(Point localization data)

BEGIN

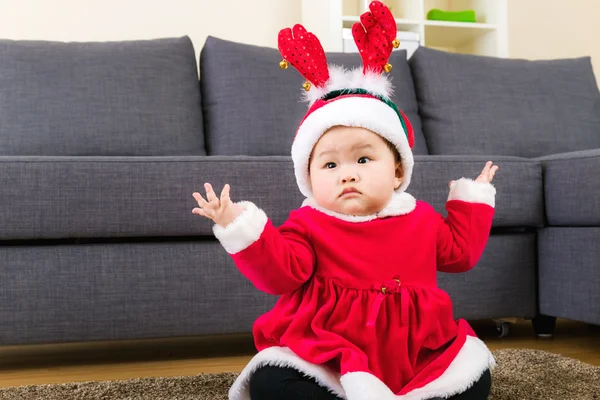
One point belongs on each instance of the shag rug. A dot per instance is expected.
(520, 374)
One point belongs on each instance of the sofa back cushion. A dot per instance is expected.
(484, 105)
(252, 107)
(101, 98)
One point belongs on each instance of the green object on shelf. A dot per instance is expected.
(455, 16)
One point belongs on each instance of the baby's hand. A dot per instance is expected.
(222, 211)
(486, 175)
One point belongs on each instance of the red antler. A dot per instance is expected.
(375, 35)
(303, 50)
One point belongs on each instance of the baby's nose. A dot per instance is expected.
(349, 178)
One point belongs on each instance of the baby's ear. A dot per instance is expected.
(399, 176)
(399, 170)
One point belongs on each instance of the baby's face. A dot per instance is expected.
(353, 171)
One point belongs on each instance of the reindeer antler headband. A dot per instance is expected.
(357, 98)
(374, 35)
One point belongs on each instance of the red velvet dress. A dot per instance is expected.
(360, 309)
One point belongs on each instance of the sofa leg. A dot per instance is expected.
(544, 325)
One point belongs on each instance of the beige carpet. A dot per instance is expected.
(520, 374)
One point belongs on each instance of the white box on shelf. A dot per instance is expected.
(409, 41)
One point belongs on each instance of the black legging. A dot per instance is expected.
(280, 383)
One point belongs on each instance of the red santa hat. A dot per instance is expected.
(359, 98)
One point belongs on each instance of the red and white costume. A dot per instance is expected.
(360, 310)
(334, 323)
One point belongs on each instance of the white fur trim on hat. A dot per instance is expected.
(350, 110)
(340, 78)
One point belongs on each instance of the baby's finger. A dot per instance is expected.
(493, 171)
(210, 193)
(225, 194)
(486, 168)
(199, 199)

END

Transcribe exactly the lines from the one containing "One point belongs on each instance of the red and" through the end of the records, both included, and nothing else.

One point belongs on each instance of the red and white costume. A dot per instance is expected.
(360, 310)
(334, 323)
One point belongs on each instance of the white fur trim on hat. A dot per instance is expected.
(350, 110)
(340, 78)
One point belongs on each instance of the baby's finger. A dot per instance is expected.
(493, 171)
(210, 193)
(225, 194)
(486, 168)
(199, 199)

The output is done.